_Given exercise a_
Write out, word for word, the lines of the listing from the line containing "of the tall" to the line containing "161], [28, 181]]", including both of those lines.

_Selected passage_
_ _ _ _ _ _ _
Monsters are used to create fear and a physical boundary that you have to be careful not to cross. The feral part of the creature represents the impossibility of integration. But it takes a monster to fight a monster. Like your enemy, you too enter into a pact with a beast that will come to your aid if needed, and so the monstrous machinery of war is created.
North Korea's nuclear weapons program was created at the exact same time as
Pulgasari
. In 1985, the country completed construction on its first nuclear weapons facility and, though the program wasn't officially acknowledged, the film was Kim Jong-il's acknowledgement in parable form. Twenty-one years later, in 2006, the nuclear weapons test was a fresh, unequivocal acknowledgement. The monster had long been fed in Kilju's underworld, and now he took the opportunity to display his power.
* * *
SOME OF US
in the group are going to see a second performance at the 1st of May Stadium, a mass gymnastics recital. This time we smuggle our video camera in.
The same wall of schoolchildren take their places in the stands, holding their colourful sheets of paper. The children have learned to focus all of their attention on one single person, a director who uses numbers and command flags. Everything is about synchronization. The goal is to become one with the masses, to work as one single organism; only then can you create the world's largest show.
The rehearsals are as important as the recital itself. By drilling in the movement pattern and coordinating their bodies with the other players over the years, each individual is disciplined to be part of the collective movement. B. R. Myers asserts that conformity is a tribute to racial purity: “These games are not the grim Stalinist exercises in anti-individualism that foreigners . . . often misperceive them as, but joyous celebrations of the pure-bloodedness and homogeneity from which the race's superiority derives.”
_ _ _ _ _ _ _
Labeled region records
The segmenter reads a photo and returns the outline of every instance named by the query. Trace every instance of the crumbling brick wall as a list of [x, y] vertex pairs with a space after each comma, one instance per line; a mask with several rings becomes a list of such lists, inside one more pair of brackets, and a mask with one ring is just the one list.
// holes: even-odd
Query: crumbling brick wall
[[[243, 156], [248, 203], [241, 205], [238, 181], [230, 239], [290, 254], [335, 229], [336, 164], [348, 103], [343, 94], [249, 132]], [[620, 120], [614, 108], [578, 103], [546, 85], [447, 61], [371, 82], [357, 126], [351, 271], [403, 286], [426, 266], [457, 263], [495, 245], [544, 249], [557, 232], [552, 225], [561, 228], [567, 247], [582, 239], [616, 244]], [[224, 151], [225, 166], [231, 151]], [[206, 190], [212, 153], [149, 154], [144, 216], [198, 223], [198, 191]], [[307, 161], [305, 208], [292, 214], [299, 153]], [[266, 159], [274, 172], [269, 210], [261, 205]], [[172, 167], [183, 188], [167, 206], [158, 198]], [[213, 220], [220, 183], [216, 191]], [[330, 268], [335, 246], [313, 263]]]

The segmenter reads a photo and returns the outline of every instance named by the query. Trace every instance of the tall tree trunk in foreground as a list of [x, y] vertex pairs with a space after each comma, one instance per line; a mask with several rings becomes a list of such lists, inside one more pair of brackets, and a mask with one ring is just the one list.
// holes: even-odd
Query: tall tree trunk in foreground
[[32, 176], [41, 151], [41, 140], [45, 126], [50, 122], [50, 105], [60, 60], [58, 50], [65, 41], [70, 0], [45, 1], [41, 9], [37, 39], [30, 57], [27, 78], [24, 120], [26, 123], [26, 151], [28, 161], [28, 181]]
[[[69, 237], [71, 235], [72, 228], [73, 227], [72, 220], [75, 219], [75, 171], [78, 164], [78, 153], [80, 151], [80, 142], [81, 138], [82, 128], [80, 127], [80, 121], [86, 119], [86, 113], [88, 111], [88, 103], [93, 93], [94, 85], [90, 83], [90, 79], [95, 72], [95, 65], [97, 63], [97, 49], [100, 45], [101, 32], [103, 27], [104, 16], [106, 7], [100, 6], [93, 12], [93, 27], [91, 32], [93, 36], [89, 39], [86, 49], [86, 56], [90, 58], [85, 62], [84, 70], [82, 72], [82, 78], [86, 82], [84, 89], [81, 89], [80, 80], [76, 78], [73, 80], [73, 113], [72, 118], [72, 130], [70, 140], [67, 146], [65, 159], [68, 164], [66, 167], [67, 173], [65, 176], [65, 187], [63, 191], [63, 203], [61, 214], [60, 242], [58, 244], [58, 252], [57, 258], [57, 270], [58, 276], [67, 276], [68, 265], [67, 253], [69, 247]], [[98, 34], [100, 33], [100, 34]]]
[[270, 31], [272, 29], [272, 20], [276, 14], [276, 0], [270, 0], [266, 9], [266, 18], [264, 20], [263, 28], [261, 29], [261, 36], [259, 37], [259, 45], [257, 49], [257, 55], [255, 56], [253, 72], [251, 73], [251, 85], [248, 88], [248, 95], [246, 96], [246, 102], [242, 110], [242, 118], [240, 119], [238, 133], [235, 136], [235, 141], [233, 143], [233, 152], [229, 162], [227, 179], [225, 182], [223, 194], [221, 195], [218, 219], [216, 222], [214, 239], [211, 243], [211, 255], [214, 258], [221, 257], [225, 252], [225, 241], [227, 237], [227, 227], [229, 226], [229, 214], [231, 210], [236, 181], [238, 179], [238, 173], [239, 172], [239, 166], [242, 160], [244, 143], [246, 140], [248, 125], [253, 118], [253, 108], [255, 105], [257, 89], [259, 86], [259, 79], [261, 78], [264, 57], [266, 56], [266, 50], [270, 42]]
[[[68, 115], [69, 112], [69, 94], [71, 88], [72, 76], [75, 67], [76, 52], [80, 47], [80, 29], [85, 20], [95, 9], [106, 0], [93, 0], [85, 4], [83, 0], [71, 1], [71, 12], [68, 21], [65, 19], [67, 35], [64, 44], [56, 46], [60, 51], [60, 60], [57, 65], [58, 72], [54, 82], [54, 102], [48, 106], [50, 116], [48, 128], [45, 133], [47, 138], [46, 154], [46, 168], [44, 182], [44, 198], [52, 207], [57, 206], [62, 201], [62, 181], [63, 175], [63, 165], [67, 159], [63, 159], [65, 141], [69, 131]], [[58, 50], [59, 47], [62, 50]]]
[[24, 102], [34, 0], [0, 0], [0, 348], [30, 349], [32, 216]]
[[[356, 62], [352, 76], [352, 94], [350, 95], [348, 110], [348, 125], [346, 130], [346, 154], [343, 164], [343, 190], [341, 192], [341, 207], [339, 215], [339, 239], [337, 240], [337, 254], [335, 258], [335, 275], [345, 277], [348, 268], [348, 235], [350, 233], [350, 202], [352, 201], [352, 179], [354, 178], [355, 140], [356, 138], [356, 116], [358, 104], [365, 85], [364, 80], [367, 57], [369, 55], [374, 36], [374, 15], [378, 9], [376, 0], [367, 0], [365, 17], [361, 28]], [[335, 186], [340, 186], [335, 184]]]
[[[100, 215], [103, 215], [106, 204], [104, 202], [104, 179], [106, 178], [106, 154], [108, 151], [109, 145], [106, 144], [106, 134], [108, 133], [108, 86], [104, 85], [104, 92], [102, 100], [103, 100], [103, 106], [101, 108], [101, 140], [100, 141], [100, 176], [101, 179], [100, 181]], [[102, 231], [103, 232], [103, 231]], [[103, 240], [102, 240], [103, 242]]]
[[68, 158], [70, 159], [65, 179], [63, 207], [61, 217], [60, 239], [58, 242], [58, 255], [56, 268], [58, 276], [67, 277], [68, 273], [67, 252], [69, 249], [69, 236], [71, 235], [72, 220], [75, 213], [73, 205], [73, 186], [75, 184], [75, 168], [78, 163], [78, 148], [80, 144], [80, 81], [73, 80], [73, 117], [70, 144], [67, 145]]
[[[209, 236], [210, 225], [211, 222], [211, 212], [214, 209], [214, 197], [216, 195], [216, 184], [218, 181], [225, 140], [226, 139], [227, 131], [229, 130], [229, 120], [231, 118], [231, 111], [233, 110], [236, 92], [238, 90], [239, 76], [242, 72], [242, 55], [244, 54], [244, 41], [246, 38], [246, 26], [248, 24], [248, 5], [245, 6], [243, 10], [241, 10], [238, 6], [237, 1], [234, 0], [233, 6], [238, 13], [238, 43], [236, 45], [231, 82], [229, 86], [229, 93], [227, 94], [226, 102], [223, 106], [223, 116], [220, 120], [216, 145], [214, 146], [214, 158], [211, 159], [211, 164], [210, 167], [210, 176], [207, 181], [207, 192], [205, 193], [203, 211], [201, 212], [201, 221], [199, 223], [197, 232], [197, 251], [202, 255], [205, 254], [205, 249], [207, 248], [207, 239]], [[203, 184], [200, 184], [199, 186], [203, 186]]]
_ _ _ _ _ _ _
_Given exercise b_
Give again, without any change, the part of the passage on North Korea from "The same wall" to "world's largest show.".

_Final result a_
The segmenter reads a photo and returns the outline of every instance named by the query. Trace every instance of the tall tree trunk in foreground as a list of [x, y] vertex pairs with a space after each comma, one instance per line; a mask with several rings becomes a list of such lists, inside one more pair of brackets, and a mask with one ring is just the one list.
// holes: even-odd
Query: tall tree trunk in foreground
[[32, 176], [41, 151], [41, 140], [45, 126], [50, 122], [50, 105], [60, 60], [58, 50], [65, 41], [70, 0], [45, 1], [41, 9], [37, 39], [30, 57], [27, 78], [24, 120], [26, 123], [26, 151], [28, 161], [28, 181]]

_Final result b_
The same wall of schoolchildren take their places in the stands, holding their colourful sheets of paper. The children have learned to focus all of their attention on one single person, a director who uses numbers and command flags. Everything is about synchronization. The goal is to become one with the masses, to work as one single organism; only then can you create the world's largest show.